TASKS TO COMPLETE =
1) In the blog post about taking photographs, what result does the writer report when there is no impulse saying "Here!" but the shot is taken anyway?
2) Pick up the blog post about taking photographs at the point where it stops, and carry it forward from its final line.
--- SUPPLIED TEXT Enclosed Below ---
Sunday, June 26, 2005

Words and pictures

I've been trying to find something to quote in sets (albums or themed-collections) on my Flickr account. I'm hoping to find something that can explain the photo-taking process, because it's a weird, wordless thing and I'd like to know what's going on.

Walking around with a camera, I'll suddenly see something: some part of the world says, "Here! Look! This is a picture!" So I take the shot. But then I'll think, Well, how is that a picture? It's stupid! There's nothing there! (And please feel free to agree with this assessment.) Inevitably, though, if I just stick with the initial impulse, I end up liking the final result. And alternatively, when there's no impulse saying "Here!", and I take the shot anyway, it never works.

I'd like to know in words what's going on. Don't know why, just do. So I've been looking to poets, thinking they possibly use the same sort of process, except that they end up with words rather than pictures.

Haven't found an answer yet, though. So that's the end of this post.



:)

The following poem comes close to something, though. There's a strange feeling of confidence in walking around with a camera; I usually know (without knowing why) that if I just keep looking, I'm going to find a picture. It doesn't always happen, and I end up trashing most of the pics I take (say 20 to 1 of them). But this poem reminds me of the feeling:

The Waking

I wake to sleep, and take my waking slow.
I feel my fate in what I cannot fear.
I learn by going where I have to go.
--- End of Enclosed SUPPLIED TEXT ---
--- ENTRIES SHOWN Enclosed Below ---
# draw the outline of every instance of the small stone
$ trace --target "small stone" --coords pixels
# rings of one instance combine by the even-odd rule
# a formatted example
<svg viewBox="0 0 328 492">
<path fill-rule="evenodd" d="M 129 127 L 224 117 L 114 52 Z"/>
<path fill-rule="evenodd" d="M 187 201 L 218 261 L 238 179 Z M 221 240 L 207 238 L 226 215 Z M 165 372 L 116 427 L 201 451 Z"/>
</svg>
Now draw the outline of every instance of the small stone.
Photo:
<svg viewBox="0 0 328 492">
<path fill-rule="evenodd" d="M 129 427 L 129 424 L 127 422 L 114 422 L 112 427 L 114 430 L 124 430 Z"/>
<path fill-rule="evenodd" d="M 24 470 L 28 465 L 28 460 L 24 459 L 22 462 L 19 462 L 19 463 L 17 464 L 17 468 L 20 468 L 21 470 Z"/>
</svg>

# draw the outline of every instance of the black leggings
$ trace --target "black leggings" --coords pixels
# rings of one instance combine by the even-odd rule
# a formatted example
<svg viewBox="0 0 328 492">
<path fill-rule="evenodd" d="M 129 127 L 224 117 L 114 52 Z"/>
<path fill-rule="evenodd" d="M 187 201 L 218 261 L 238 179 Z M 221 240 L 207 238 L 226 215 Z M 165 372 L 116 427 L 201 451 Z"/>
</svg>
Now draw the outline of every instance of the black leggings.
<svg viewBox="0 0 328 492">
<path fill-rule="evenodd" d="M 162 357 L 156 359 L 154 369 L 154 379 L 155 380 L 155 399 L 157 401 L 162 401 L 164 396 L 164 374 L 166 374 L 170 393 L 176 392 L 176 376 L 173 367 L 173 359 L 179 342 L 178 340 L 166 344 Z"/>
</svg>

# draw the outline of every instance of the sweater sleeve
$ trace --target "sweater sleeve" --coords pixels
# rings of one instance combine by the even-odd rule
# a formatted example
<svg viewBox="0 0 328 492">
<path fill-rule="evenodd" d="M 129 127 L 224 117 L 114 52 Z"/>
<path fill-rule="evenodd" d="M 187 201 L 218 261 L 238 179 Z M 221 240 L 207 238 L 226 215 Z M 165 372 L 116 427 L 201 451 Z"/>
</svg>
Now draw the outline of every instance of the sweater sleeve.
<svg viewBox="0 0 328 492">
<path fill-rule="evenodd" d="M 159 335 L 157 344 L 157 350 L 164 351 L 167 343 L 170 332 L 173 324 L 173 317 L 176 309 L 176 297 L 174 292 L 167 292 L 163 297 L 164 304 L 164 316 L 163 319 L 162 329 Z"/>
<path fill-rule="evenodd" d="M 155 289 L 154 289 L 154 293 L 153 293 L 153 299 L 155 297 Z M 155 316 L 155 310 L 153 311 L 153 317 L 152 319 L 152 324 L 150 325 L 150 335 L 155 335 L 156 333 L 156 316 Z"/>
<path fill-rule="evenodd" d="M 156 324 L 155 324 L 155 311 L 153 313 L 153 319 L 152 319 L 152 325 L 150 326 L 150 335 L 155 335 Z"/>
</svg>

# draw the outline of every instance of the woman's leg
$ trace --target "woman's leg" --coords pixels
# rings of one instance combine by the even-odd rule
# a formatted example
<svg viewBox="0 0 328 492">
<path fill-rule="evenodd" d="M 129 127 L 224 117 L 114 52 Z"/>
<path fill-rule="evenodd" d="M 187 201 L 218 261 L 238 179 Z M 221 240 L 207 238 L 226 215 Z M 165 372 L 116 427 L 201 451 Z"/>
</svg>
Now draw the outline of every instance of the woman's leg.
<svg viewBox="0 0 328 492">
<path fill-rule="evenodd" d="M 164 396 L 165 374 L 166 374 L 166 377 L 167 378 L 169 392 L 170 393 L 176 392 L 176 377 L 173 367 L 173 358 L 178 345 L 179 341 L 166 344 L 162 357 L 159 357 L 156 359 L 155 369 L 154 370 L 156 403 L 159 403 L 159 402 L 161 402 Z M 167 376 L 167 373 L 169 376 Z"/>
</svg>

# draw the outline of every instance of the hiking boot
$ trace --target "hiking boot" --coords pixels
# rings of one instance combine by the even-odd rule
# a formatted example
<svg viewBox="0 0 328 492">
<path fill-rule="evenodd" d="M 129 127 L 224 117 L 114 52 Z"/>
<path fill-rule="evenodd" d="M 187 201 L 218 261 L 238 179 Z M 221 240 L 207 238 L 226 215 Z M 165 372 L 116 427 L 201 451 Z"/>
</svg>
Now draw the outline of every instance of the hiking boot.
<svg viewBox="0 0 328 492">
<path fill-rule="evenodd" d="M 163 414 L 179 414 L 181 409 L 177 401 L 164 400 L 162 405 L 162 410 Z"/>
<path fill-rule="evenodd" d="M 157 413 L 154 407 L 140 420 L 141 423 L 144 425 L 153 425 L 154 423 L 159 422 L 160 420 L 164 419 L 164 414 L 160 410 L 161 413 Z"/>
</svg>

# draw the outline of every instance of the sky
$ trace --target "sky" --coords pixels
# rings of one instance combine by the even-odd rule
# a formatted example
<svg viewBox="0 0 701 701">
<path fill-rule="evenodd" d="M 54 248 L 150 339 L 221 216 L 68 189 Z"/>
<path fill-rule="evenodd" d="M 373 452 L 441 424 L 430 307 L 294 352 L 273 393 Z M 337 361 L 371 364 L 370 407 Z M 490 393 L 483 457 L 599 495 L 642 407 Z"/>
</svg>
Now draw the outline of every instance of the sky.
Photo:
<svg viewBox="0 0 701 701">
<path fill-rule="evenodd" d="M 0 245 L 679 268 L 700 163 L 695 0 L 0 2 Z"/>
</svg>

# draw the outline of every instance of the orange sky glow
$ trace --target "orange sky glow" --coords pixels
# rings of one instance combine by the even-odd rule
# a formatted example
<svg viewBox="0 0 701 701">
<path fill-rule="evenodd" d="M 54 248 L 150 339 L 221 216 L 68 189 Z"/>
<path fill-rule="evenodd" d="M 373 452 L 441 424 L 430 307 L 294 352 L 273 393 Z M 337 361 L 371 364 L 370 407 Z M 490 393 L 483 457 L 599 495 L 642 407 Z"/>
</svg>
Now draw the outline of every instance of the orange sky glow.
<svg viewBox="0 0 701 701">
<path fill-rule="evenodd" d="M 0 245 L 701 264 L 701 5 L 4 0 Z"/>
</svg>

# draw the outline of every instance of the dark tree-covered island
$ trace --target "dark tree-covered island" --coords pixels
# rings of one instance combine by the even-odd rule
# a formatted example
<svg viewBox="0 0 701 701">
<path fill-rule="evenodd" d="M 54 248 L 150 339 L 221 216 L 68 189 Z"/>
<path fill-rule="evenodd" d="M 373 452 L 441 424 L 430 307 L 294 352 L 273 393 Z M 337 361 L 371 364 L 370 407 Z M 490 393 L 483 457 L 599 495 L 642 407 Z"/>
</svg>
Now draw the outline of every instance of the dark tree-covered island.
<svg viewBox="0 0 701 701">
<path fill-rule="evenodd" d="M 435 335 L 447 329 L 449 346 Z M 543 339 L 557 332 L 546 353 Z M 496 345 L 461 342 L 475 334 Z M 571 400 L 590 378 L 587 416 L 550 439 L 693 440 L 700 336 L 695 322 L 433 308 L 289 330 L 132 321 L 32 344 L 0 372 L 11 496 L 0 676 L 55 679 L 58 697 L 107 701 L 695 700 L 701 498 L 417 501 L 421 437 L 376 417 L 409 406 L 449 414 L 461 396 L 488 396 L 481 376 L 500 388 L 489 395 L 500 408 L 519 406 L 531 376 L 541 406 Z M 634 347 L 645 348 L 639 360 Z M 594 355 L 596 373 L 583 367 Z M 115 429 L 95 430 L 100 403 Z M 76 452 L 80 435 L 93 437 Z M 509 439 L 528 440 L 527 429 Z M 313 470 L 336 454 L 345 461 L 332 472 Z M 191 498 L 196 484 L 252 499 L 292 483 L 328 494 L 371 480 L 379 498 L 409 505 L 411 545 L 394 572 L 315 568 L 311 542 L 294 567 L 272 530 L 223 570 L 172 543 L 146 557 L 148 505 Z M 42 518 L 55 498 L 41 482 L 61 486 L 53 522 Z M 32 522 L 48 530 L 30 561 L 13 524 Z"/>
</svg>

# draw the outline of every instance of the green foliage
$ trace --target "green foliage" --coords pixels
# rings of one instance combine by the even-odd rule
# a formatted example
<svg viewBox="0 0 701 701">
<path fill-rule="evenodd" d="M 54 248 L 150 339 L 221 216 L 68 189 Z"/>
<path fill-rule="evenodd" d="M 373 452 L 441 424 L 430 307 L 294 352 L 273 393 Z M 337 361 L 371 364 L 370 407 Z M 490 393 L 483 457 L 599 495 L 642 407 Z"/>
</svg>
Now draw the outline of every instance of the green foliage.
--- End of Enclosed ENTRIES SHOWN ---
RESULTS OF THE EXERCISE =
1) It never works.

2)
We think by feeling. What is there to know?
I hear my being dance from ear to ear.
I wake to sleep, and take my waking slow.

Of those so close beside me, which are you?
God bless the Ground! I shall walk softly there,
And learn by going where I have to go.

Light takes the Tree; but who can tell us how?
The lowly worm climbs up a winding stair;
I wake to sleep, and take my waking slow.

Great Nature has another thing to do
To you and me, so take the lively air,
And, lovely, learn by going where to go.

This shaking keeps me steady. I should know.
What falls away is always. And is near.
I wake to sleep, and take my waking slow.
I learn by going where I have to go.


- Theodore Roethke

Wednesday, June 22, 2005

We the people

I’ve just discovered Pablo Neruda (1904-1973), a poet from Chile. I haven’t read many of his poems yet (a bit of an oversight, yes) but I like the lecture he gave when accepting the Nobel Prize in Literature for 1971:

Dimly I understood, there by the side of my inscrutable companions, that there was a kind of link between unknown people, a care, an appeal and an answer even in the most distant and isolated solitude of this world.
[...]
From all this, my friends, there arises an insight which the poet must learn through other people. There is no insurmountable solitude. All paths lead to the same goal: to convey to others what we are. And we must pass through solitude and difficulty, isolation and silence in order to reach forth to the enchanted place where we can dance our clumsy dance and sing our sorrowful song - but in this dance or in this song there are fulfilled the most ancient rites of our conscience in the awareness of being human and of believing in a common destiny.
[...]
And, if the poet succeeds in achieving [a] simple consciousness, this too will be transformed into an element in an immense activity, in a simple or complicated structure which constitutes the building of a community, the changing of the conditions which surround mankind, the handing over of mankind's products: bread, truth, wine, dreams. If the poet joins this never-completed struggle to extend to the hands of each and all his part of his undertaking, his effort and his tenderness to the daily work of all people, then the poet must take part, the poet will take part, in the sweat, in the bread, in the wine, in the whole dream of humanity.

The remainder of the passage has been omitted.